__Goal__.
Rewrite the material from the line containing "Give the outline of every instance of the modern" up to and including its final line, substituting "glass" for "concrete" and keeping everything else unchanged.

__Data shown__.

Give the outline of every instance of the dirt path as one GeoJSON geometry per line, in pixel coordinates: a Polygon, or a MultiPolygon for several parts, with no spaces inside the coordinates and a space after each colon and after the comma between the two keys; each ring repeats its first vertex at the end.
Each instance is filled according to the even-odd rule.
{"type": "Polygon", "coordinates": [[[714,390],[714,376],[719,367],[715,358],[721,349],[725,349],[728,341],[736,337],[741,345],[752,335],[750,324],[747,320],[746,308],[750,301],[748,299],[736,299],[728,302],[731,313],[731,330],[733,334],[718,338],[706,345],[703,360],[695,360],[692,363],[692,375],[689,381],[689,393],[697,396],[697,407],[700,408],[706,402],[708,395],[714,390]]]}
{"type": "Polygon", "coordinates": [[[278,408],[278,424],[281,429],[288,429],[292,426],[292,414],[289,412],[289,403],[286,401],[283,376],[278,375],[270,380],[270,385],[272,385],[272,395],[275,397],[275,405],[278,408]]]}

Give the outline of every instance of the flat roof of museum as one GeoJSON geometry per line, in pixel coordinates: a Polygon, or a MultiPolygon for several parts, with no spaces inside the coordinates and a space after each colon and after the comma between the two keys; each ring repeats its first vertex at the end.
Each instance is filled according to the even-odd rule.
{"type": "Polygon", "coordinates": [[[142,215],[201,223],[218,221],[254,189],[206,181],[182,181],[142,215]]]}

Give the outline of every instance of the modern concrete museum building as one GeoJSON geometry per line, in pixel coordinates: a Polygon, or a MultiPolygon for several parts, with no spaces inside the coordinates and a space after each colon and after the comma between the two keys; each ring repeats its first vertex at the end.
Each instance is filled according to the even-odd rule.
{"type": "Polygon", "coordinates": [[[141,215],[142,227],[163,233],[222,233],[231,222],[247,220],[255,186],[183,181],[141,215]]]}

__Solution below__.
Give the outline of every instance of the modern glass museum building as one GeoJSON geometry per line, in pixel coordinates: a Polygon, or a MultiPolygon for several parts, with no spaces inside the coordinates and a space after each colon and after the comma between the two keys; each ring repeats its first vertex at the end.
Each instance is filled according to the even-odd rule.
{"type": "Polygon", "coordinates": [[[141,215],[142,227],[163,233],[222,233],[231,222],[247,220],[255,186],[183,181],[141,215]]]}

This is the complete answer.